> _EXTRACT TO READ_:

The deceased is survived by two children, Hadiza and Ahmed as well as many grand children. The two other wives of the late prime minister are still alive.
Bauchi State Deputy Governor, Alhaji Muhammad Garba Gadi, was among those who attended the burial of the deceased.
Umma was the 3rd wife of the Prime Minister before he was killed in a bloody military coup on 15th January, 1966.
Sympathizers were seen trouping into the family home of the late prime minister along old Ran road in Bauchi while condolences were being received.
Bauchi governor, Malam Isa Yuguda, described the late Umma as a mother to the state who was also a nationalist since she might have worked with and assisted the late Prime Minister in different ways during the course of his national assignment.
Speaking through his director of press, Mohammed Khanna, Yuguda also said the late Umma did her best in the sustenance of peace and unity in Bauchi State.
In his condolence, Borno governor, Senator Ali Modu Sheriff, prayed to Allah to grant the late prime minister’s widow, Aljanna firdaus and give the family the fortitude to bear the loss.
On the part of Yobe State governor, Ibrahim Geidam, who spoke through his director of Press, Abdullahi Bego, said, “the death of Hajiya Zainab was a sad loss, not to only to the Tafawa Balewa family, but also to the entire north and Nigeria in general”.

> _RECORD LIST_:

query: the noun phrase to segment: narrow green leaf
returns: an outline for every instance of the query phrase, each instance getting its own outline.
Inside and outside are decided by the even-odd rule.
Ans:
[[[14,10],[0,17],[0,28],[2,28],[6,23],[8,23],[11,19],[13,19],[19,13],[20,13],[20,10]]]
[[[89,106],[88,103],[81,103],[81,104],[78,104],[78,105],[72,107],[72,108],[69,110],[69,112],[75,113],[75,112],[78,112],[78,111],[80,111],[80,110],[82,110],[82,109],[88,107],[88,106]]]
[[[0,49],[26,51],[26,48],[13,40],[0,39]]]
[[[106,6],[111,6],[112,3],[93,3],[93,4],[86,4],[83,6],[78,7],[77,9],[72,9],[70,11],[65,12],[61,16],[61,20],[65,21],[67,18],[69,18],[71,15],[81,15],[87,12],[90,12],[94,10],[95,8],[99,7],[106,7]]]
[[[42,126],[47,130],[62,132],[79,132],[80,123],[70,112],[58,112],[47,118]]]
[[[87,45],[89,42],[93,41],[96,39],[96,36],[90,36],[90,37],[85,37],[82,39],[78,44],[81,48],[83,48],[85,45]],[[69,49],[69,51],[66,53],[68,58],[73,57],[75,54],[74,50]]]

> _CHALLENGE 1_: In the report on the widow's death, take the stretch from "Bauchi State Deputy" through "in Bauchi State." and write it out again with "Umma" replaced by "Hajiya Zainab".
> _CHALLENGE 2_:
Using the report on the widow's death, decide whether each statement agrees with it. For each one, answer yes or no and quote the words that decide it.
(a) Umma was the third wife of the Prime Minister.
(b) The deceased is survived by three children.
(c) Isa Yuguda is the governor of Borno.
> _CHALLENGE 3_: According to the report on the widow's death, who spoke on behalf of the Yobe State governor?

> _COMPLETE OUTPUT 1_:
Bauchi State Deputy Governor, Alhaji Muhammad Garba Gadi, was among those who attended the burial of the deceased.
Hajiya Zainab was the 3rd wife of the Prime Minister before he was killed in a bloody military coup on 15th January, 1966.
Sympathizers were seen trouping into the family home of the late prime minister along old Ran road in Bauchi while condolences were being received.
Bauchi governor, Malam Isa Yuguda, described the late Hajiya Zainab as a mother to the state who was also a nationalist since she might have worked with and assisted the late Prime Minister in different ways during the course of his national assignment.
Speaking through his director of press, Mohammed Khanna, Yuguda also said the late Hajiya Zainab did her best in the sustenance of peace and unity in Bauchi State.

> _COMPLETE OUTPUT 2_:
(a) Yes: "Umma was the 3rd wife of the Prime Minister"
(b) No: "The deceased is survived by two children, Hadiza and Ahmed"
(c) No: "Bauchi governor, Malam Isa Yuguda"

> _COMPLETE OUTPUT 3_: Abdullahi Bego, his director of Press.